> _Stored items_:
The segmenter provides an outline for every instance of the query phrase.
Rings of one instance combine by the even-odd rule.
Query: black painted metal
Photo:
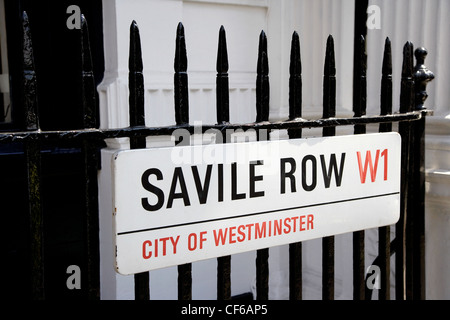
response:
[[[425,100],[428,98],[427,85],[428,82],[434,79],[434,74],[425,66],[425,58],[428,55],[427,49],[424,47],[417,48],[414,52],[417,64],[414,67],[414,92],[415,92],[415,106],[414,110],[423,110],[425,107]]]
[[[181,22],[178,24],[175,44],[175,121],[177,125],[182,125],[189,123],[189,92],[186,41],[184,36],[184,26]]]
[[[269,60],[267,36],[259,36],[258,63],[256,71],[256,122],[269,120]],[[258,140],[263,139],[257,131]],[[269,249],[256,251],[256,299],[269,299]]]
[[[402,64],[402,79],[400,88],[400,112],[411,112],[413,109],[413,94],[414,94],[414,80],[413,80],[413,46],[412,43],[407,42],[403,46],[403,64]],[[409,188],[410,181],[410,136],[411,124],[408,122],[399,124],[399,133],[402,136],[402,173],[401,173],[401,203],[400,203],[400,219],[396,224],[395,234],[398,239],[396,256],[395,256],[395,295],[397,300],[406,299],[407,272],[409,270],[407,264],[407,212],[410,207],[409,204]]]
[[[92,58],[89,41],[88,24],[81,15],[81,95],[83,108],[83,127],[94,128],[97,123],[95,80],[92,70]],[[85,183],[85,239],[87,255],[87,286],[88,298],[97,300],[100,298],[100,252],[99,252],[99,222],[98,222],[98,163],[99,150],[96,143],[89,139],[82,141],[81,150],[84,162]]]
[[[289,75],[289,120],[293,120],[302,117],[302,60],[296,31],[292,34]]]
[[[228,86],[228,52],[226,33],[223,26],[221,26],[219,30],[216,71],[217,123],[229,123],[230,97]],[[222,135],[221,141],[223,143],[226,142],[225,135]],[[217,299],[231,299],[231,256],[217,258]]]
[[[256,122],[269,120],[269,57],[267,54],[267,36],[264,31],[259,35],[258,62],[256,71]]]
[[[26,130],[39,130],[36,72],[34,67],[33,46],[28,15],[23,12],[23,108],[25,111]],[[39,141],[24,143],[26,159],[28,206],[30,223],[30,275],[31,297],[41,300],[45,298],[44,288],[44,217],[41,198],[41,144]]]
[[[414,52],[417,64],[414,67],[415,110],[425,110],[425,100],[428,97],[427,84],[434,79],[434,74],[424,65],[428,54],[423,47]],[[414,219],[413,235],[413,299],[424,300],[425,296],[425,118],[412,125],[414,164],[412,173],[414,186],[412,199],[414,204],[411,214]]]
[[[362,118],[330,118],[330,119],[317,119],[317,120],[305,120],[295,119],[286,120],[280,122],[263,122],[263,123],[242,123],[242,124],[217,124],[207,125],[204,124],[201,127],[194,125],[173,125],[165,127],[128,127],[119,129],[78,129],[78,130],[61,130],[61,131],[16,131],[16,132],[3,132],[0,133],[0,143],[12,143],[23,142],[27,140],[48,140],[48,141],[64,141],[81,140],[89,137],[93,140],[98,140],[101,144],[104,139],[111,138],[132,138],[140,136],[160,136],[171,135],[175,130],[183,128],[189,133],[206,132],[207,130],[218,130],[222,133],[226,133],[227,130],[249,130],[249,129],[266,129],[266,130],[283,130],[283,129],[311,129],[311,128],[324,128],[324,127],[338,127],[338,126],[351,126],[358,124],[376,124],[376,123],[389,123],[389,122],[405,122],[416,121],[424,116],[431,115],[431,110],[421,110],[407,113],[397,113],[386,116],[366,116]]]
[[[189,124],[189,89],[187,74],[187,53],[184,26],[177,27],[174,62],[175,121],[177,125]],[[192,299],[192,264],[178,266],[178,299]]]
[[[144,75],[142,64],[141,38],[136,21],[130,25],[130,54],[128,57],[128,87],[130,127],[145,125],[144,113]],[[145,137],[130,137],[130,149],[145,148]],[[150,274],[134,275],[134,297],[136,300],[150,299]]]
[[[219,45],[217,48],[216,64],[216,109],[217,123],[230,122],[230,97],[228,86],[228,51],[225,28],[220,27]]]
[[[41,199],[41,148],[39,141],[24,145],[27,163],[28,206],[30,221],[31,297],[45,298],[44,288],[44,217]]]
[[[302,116],[302,61],[300,55],[300,37],[292,34],[291,60],[289,66],[289,119]],[[301,138],[302,129],[288,130],[289,138]],[[302,243],[289,245],[289,299],[302,299]]]
[[[34,68],[33,44],[31,42],[30,23],[26,12],[22,16],[23,26],[23,108],[27,130],[39,129],[36,71]]]
[[[336,62],[334,40],[327,40],[323,76],[323,117],[336,117]],[[322,129],[324,137],[334,136],[336,127]],[[334,300],[334,236],[322,238],[322,299]]]
[[[391,41],[386,38],[383,56],[383,68],[381,75],[381,98],[380,114],[392,113],[392,53]],[[380,132],[392,131],[392,123],[382,123],[379,126]],[[378,228],[378,254],[380,257],[380,282],[381,288],[378,294],[379,300],[390,300],[391,292],[391,228],[390,226]],[[368,288],[366,286],[366,288]],[[367,296],[366,290],[366,296]]]
[[[130,91],[130,126],[144,126],[144,75],[142,64],[141,40],[136,21],[130,26],[130,54],[128,58],[128,86]]]
[[[81,103],[83,110],[83,128],[96,127],[96,96],[95,79],[92,69],[92,56],[89,41],[88,23],[81,15]]]
[[[366,114],[366,41],[361,35],[358,43],[359,49],[355,50],[359,54],[357,64],[354,65],[353,78],[353,112],[355,117],[362,117]],[[364,124],[356,124],[354,128],[355,134],[366,133]],[[353,299],[364,300],[365,295],[365,246],[364,246],[364,230],[353,232]]]
[[[381,72],[380,115],[392,114],[392,49],[391,40],[384,43],[383,67]],[[380,132],[392,130],[392,123],[380,124]]]
[[[323,79],[323,117],[319,120],[302,119],[302,75],[300,59],[300,40],[296,32],[292,35],[290,79],[289,79],[289,119],[286,121],[269,121],[269,66],[267,59],[267,37],[264,31],[260,34],[257,77],[256,77],[256,111],[255,123],[229,123],[229,85],[228,57],[225,29],[220,28],[217,51],[217,124],[195,127],[189,124],[187,54],[184,27],[177,27],[176,52],[174,62],[174,98],[175,125],[150,128],[145,126],[144,113],[144,78],[142,52],[139,29],[135,21],[130,26],[129,56],[129,112],[130,126],[121,129],[96,128],[95,82],[92,72],[92,59],[89,46],[87,22],[82,17],[81,30],[81,95],[83,108],[83,126],[85,129],[64,131],[39,130],[39,117],[36,95],[36,74],[34,71],[33,49],[29,30],[28,17],[23,15],[23,106],[25,129],[21,132],[0,133],[0,143],[24,143],[27,163],[29,219],[30,219],[30,254],[31,254],[31,289],[34,299],[45,297],[44,286],[44,243],[43,213],[41,206],[41,145],[65,143],[72,141],[81,143],[84,161],[85,215],[86,215],[86,253],[88,297],[99,299],[99,243],[98,243],[98,151],[104,146],[107,138],[130,138],[131,148],[145,148],[146,136],[170,135],[179,128],[190,133],[205,132],[215,129],[226,137],[229,130],[267,131],[287,129],[289,137],[300,138],[304,128],[323,128],[323,136],[333,136],[337,126],[353,125],[355,134],[365,133],[367,124],[379,124],[380,132],[392,130],[392,123],[399,122],[402,135],[402,185],[401,215],[396,225],[396,238],[390,242],[390,227],[379,228],[379,256],[373,264],[381,270],[379,299],[390,299],[390,261],[396,254],[396,298],[425,298],[424,269],[424,128],[425,116],[432,114],[424,106],[427,98],[426,85],[434,75],[425,67],[427,54],[424,48],[416,50],[417,65],[413,67],[413,47],[411,43],[404,46],[402,68],[400,113],[392,114],[392,58],[391,43],[387,38],[382,68],[380,115],[366,116],[366,59],[365,40],[359,37],[358,57],[354,77],[354,117],[336,118],[336,67],[334,58],[334,41],[327,39]],[[263,139],[258,135],[258,139]],[[226,141],[223,139],[223,141]],[[354,233],[354,298],[371,298],[372,292],[366,287],[364,279],[364,231]],[[289,291],[290,299],[302,298],[302,244],[289,246]],[[334,299],[334,237],[322,240],[322,298]],[[269,298],[269,249],[257,251],[256,258],[256,298]],[[231,298],[231,257],[220,257],[218,261],[217,298]],[[192,299],[192,265],[178,266],[178,298]],[[148,300],[149,273],[135,275],[136,299]]]

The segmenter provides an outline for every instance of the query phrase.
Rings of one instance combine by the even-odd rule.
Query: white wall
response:
[[[434,72],[426,106],[435,111],[426,128],[426,297],[450,298],[450,2],[448,0],[371,0],[380,8],[380,29],[367,35],[368,110],[378,112],[384,40],[392,42],[393,109],[398,111],[402,48],[411,41],[425,47],[425,65]]]
[[[427,128],[427,295],[449,298],[450,68],[448,0],[373,0],[381,9],[381,28],[369,30],[368,113],[378,113],[384,38],[392,40],[394,110],[398,104],[402,47],[406,40],[429,50],[426,65],[436,79],[428,86],[427,104],[437,116]],[[182,21],[188,54],[190,122],[215,123],[215,63],[218,30],[227,33],[230,77],[230,120],[255,120],[255,79],[259,33],[268,36],[270,119],[288,116],[288,71],[292,32],[300,34],[303,67],[303,115],[322,113],[322,74],[326,39],[335,40],[337,115],[351,116],[353,65],[353,0],[103,0],[105,78],[99,86],[101,126],[128,126],[129,26],[140,27],[147,126],[174,124],[173,57],[176,26]],[[347,129],[338,132],[345,133]],[[320,134],[304,130],[305,135]],[[169,137],[148,139],[148,146],[171,145]],[[110,158],[127,139],[111,140],[102,151],[100,172],[101,295],[103,299],[133,299],[133,277],[113,270],[111,234]],[[377,232],[366,232],[366,265],[377,254]],[[351,299],[351,235],[336,237],[336,298]],[[255,252],[232,257],[232,295],[254,289]],[[270,249],[270,298],[288,297],[288,247]],[[193,298],[216,298],[216,260],[193,264]],[[440,274],[437,273],[440,270]],[[303,245],[305,299],[321,297],[321,241]],[[442,275],[442,272],[447,272]],[[177,297],[176,267],[150,273],[151,298]],[[446,282],[447,281],[447,282]]]

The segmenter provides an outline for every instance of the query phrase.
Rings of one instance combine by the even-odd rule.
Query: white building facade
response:
[[[398,111],[402,48],[406,41],[428,49],[425,64],[436,78],[428,86],[426,104],[435,110],[427,118],[426,136],[426,279],[428,299],[450,298],[450,22],[447,0],[372,0],[379,8],[372,16],[379,23],[369,28],[368,114],[379,113],[381,60],[384,39],[389,36],[393,53],[393,105]],[[175,32],[183,22],[186,33],[189,74],[190,122],[216,122],[215,77],[218,31],[226,29],[230,122],[253,122],[258,36],[268,36],[270,67],[270,120],[288,117],[289,52],[293,31],[300,35],[303,76],[303,117],[322,114],[322,77],[325,44],[335,40],[337,69],[337,116],[352,115],[353,0],[103,0],[105,74],[98,86],[102,128],[129,125],[128,54],[129,27],[135,20],[140,29],[146,125],[175,123],[173,107],[173,58]],[[376,12],[376,11],[374,11]],[[338,133],[346,133],[339,129]],[[348,131],[351,132],[351,131]],[[304,130],[304,135],[317,132]],[[320,134],[320,133],[318,133]],[[147,147],[173,145],[170,137],[148,138]],[[113,268],[111,157],[129,148],[127,139],[108,141],[102,150],[99,180],[100,283],[102,299],[133,299],[134,278],[117,274]],[[393,228],[391,228],[393,229]],[[366,232],[366,266],[377,256],[377,231]],[[352,298],[351,235],[336,237],[335,297]],[[231,294],[254,291],[255,252],[232,256]],[[287,299],[288,247],[269,253],[269,298]],[[303,296],[321,298],[321,241],[303,243]],[[392,271],[393,272],[393,271]],[[216,298],[216,259],[192,265],[193,299]],[[150,273],[151,299],[177,298],[177,268]]]

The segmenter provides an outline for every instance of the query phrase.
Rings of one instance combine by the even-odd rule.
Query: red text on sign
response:
[[[160,255],[165,256],[168,254],[169,248],[172,249],[173,254],[176,254],[178,240],[180,240],[180,236],[176,238],[165,237],[153,241],[146,240],[142,243],[142,257],[150,259],[151,257],[157,258]]]
[[[257,240],[311,229],[314,229],[314,215],[308,214],[215,229],[213,230],[213,235],[214,244],[217,247],[225,244]]]
[[[366,158],[364,161],[364,167],[362,165],[361,160],[361,152],[357,151],[356,156],[358,157],[358,168],[359,168],[359,176],[361,179],[361,183],[366,183],[366,177],[367,177],[367,169],[370,171],[370,180],[372,182],[375,182],[377,177],[377,169],[378,169],[378,159],[380,158],[380,150],[377,150],[375,153],[375,161],[372,162],[372,154],[370,150],[366,152]],[[381,152],[381,156],[384,157],[384,180],[387,180],[387,162],[388,162],[388,149],[384,149],[383,152]]]

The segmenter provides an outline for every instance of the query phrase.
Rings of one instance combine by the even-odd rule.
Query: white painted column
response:
[[[402,50],[406,41],[425,47],[425,65],[434,72],[426,106],[435,115],[426,120],[426,297],[450,298],[450,2],[447,0],[371,0],[380,8],[379,29],[368,30],[368,113],[379,112],[384,40],[392,42],[393,111],[399,109]]]

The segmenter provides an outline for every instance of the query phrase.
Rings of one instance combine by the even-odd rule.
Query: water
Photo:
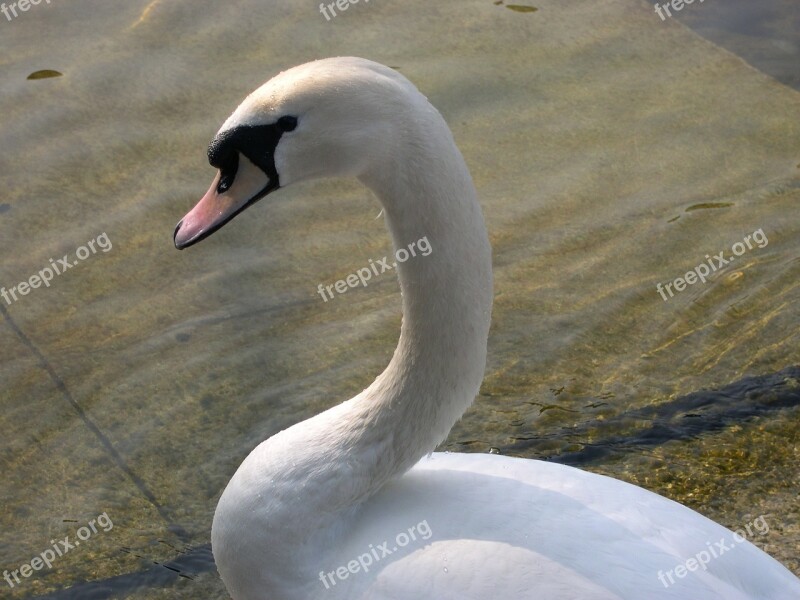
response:
[[[0,300],[0,570],[113,522],[4,597],[225,598],[208,542],[231,474],[387,363],[391,276],[317,295],[390,251],[354,182],[282,190],[172,247],[241,99],[343,54],[428,95],[487,216],[487,377],[443,449],[575,464],[731,528],[766,515],[753,541],[800,574],[796,5],[755,18],[708,0],[662,22],[634,0],[375,0],[330,21],[266,4],[0,16],[0,285],[78,262]],[[27,79],[46,69],[62,75]],[[657,284],[748,235],[736,262],[662,299]]]

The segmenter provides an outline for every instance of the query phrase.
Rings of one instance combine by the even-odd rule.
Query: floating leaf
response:
[[[53,69],[42,69],[41,71],[34,71],[28,75],[28,79],[48,79],[49,77],[61,77],[63,73],[53,71]]]
[[[515,10],[517,12],[536,12],[539,10],[535,6],[527,6],[525,4],[506,4],[506,8]]]
[[[686,209],[686,212],[703,210],[706,208],[728,208],[729,206],[733,206],[733,202],[703,202],[702,204],[692,204]]]

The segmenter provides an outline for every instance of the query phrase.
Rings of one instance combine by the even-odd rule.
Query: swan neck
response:
[[[477,193],[436,113],[404,165],[362,178],[384,207],[395,252],[426,240],[430,252],[398,261],[400,340],[363,394],[372,426],[394,440],[383,480],[401,474],[447,437],[477,395],[491,319],[491,247]],[[387,175],[388,173],[388,175]]]

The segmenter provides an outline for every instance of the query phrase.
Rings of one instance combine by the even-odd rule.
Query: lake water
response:
[[[230,112],[335,55],[417,84],[486,214],[487,376],[443,449],[574,464],[732,529],[763,515],[752,541],[800,575],[800,7],[525,4],[0,13],[0,286],[16,287],[0,298],[0,570],[85,538],[0,595],[227,598],[209,534],[238,464],[388,362],[392,276],[317,294],[390,252],[355,182],[282,190],[172,245]],[[48,286],[17,287],[65,255]]]

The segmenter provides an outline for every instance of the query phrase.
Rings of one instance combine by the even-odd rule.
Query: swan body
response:
[[[797,600],[749,542],[641,488],[496,455],[433,453],[478,392],[491,248],[449,128],[390,68],[333,58],[256,90],[209,148],[219,169],[175,230],[185,248],[292,183],[357,177],[383,205],[403,324],[354,398],[260,444],[211,540],[234,600]],[[678,569],[722,548],[702,568]],[[681,575],[679,575],[679,573]]]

> _Your goal_:
The span to give again runs from the line with "Query: swan body" through the last line of the records above; reproduce it exactly and nothing more.

> _Task solution_:
Query: swan body
response:
[[[797,600],[749,542],[641,488],[496,455],[433,453],[478,392],[491,248],[449,128],[390,68],[333,58],[256,90],[209,148],[219,169],[175,230],[185,248],[292,183],[357,177],[383,205],[403,324],[354,398],[260,444],[211,540],[234,600]],[[678,569],[722,548],[702,568]],[[681,575],[679,575],[679,573]]]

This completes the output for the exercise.